* Task goal *
Answer these from the excerpt on feature selection experiments:
(a) Which library handled matrix operations and eigensystem computation for SSFSM?
(b) What operating system ran on the computer used for the experiments?
(c) What does the last row of Tables 2 and 3 show?

The implementation of ranking-based methods was taken from the Matlab Feature Selection package available in the ASU Feature Selection repository [34]. Meanwhile for CFS and Zhang et al. methods we used the author’s implementation with the parameters recommended by their respective authors. For SSFSM, the Apache Commons Math³ library was used for matrix operations and eigensystem computation. All experiments were run in Matlab^® R2018a with Java 9.04, using a computer with an Intel Core i7-2600 3.40 GHz \(\times \) 8 processor with 32 GB DDR4 RAM, running 64-bit Ubuntu 16.04 LTS (GNU/Linux 4.13.0-38 generic) operating system.

4.2 Experimental Results and Comparisons

In Tables 2 and 3, the classification accuracy reached by using the evaluated feature subset methods and the aggregated accuracy of ranking-based methods using SVM on the datasets of Table 1 are shown, respectively. In these tables, the last row shows the overall average results obtained on all tested datasets. Additionally, in the last column of Table 2, the classification accuracy using the whole set of features of each dataset is included.

Table 1. Details of the real-world mixed datasets used in our experiments.

Table 2. Classification accuracy of SVM on the feature subsets produced by SSFSM, CFS, and Zhang et al. on the mixed datasets of Table 1.

Table 3. Aggregated accuracy of SVM on the feature ranking produced by SSFSM, IG, Gini index, Relieff and Fisher score on the datasets of Table 1.

* Data for review *
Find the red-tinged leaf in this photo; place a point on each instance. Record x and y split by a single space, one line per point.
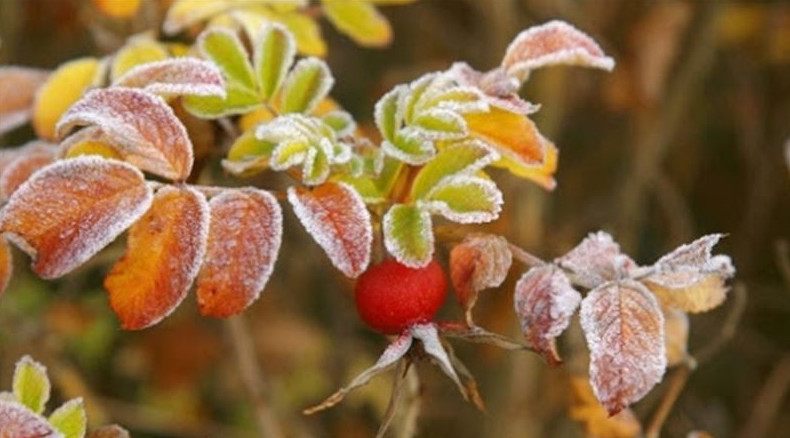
165 249
18 87
553 43
70 210
176 77
142 124
624 327
596 260
17 421
545 301
244 239
336 216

* Your response *
(a) The Apache Commons Math library.
(b) 64-bit Ubuntu 16.04 LTS (GNU/Linux 4.13.0-38 generic).
(c) The overall average results obtained on all tested datasets.